● GIVEN PROBLEM:
Rewrite the lines from the one containing "Every instance of the <item>bokeh" up to and including the one containing "403), (32, 425)]", offsetting every coordinate in the traced outlines by -121. Leave the instructions and the format samples unchanged.

** Begin **

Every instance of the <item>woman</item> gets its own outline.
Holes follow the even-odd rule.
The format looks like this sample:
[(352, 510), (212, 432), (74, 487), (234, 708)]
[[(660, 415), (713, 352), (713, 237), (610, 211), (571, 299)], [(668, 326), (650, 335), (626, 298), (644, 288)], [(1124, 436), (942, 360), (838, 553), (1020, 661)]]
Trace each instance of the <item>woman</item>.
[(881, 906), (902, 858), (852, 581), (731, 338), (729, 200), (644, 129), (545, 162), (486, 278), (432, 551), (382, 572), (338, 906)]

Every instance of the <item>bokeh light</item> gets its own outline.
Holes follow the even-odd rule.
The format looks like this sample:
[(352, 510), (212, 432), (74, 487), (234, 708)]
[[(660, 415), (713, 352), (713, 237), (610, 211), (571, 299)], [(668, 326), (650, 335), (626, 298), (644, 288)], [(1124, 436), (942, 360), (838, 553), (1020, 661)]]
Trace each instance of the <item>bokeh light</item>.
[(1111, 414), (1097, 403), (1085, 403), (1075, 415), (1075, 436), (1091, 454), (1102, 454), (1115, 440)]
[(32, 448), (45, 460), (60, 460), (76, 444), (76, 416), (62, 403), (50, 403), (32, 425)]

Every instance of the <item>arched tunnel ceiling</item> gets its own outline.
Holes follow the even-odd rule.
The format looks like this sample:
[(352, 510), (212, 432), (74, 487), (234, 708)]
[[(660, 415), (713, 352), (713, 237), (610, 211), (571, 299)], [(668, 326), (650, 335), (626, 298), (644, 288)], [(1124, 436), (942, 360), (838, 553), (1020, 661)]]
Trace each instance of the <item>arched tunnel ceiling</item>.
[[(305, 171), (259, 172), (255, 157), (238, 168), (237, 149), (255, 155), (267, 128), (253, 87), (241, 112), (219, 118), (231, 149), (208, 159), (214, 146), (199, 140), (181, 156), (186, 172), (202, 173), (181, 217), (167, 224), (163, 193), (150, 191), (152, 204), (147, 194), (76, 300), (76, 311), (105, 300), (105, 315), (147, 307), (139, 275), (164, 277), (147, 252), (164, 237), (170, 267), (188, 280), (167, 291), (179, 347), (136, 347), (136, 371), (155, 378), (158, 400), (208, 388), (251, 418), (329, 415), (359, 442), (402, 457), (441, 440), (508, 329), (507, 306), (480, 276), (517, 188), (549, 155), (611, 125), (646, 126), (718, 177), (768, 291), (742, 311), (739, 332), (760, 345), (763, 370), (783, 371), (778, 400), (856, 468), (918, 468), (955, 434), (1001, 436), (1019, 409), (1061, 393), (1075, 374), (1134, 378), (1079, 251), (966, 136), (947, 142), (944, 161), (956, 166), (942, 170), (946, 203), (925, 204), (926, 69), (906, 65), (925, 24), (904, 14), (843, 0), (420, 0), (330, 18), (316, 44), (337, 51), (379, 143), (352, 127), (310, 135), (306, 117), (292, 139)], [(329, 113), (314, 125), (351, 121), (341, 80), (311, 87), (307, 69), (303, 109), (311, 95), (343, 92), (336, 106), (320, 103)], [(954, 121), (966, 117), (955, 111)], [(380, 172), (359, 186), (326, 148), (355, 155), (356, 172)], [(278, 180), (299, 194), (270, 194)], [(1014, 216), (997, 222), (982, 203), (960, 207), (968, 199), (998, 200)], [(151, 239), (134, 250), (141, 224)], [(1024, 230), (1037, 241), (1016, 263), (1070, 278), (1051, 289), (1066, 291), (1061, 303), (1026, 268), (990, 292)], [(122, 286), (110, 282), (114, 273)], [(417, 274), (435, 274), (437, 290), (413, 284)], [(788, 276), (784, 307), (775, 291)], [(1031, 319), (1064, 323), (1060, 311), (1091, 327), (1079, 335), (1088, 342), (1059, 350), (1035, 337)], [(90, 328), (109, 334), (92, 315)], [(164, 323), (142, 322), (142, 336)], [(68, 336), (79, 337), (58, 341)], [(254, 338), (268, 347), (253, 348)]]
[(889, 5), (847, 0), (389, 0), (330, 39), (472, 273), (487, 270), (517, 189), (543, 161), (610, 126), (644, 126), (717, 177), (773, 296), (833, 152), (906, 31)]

** End **

● REPLY:
Every instance of the <item>bokeh light</item> gets its own outline.
Holes follow the even-odd rule.
The format looks like this sample:
[(352, 510), (212, 432), (74, 487), (234, 708)]
[[(660, 415), (713, 352), (713, 237), (610, 211), (571, 299)], [(668, 326), (650, 335), (626, 298), (644, 288)], [(1124, 436), (942, 360), (838, 553), (1020, 661)]]
Trace each instance of the <item>bokeh light</item>.
[(990, 293), (976, 282), (964, 282), (954, 294), (954, 315), (970, 333), (981, 333), (994, 319)]
[(-89, 327), (-76, 339), (-61, 339), (-45, 323), (-45, 295), (-59, 282), (-71, 282), (-89, 304)]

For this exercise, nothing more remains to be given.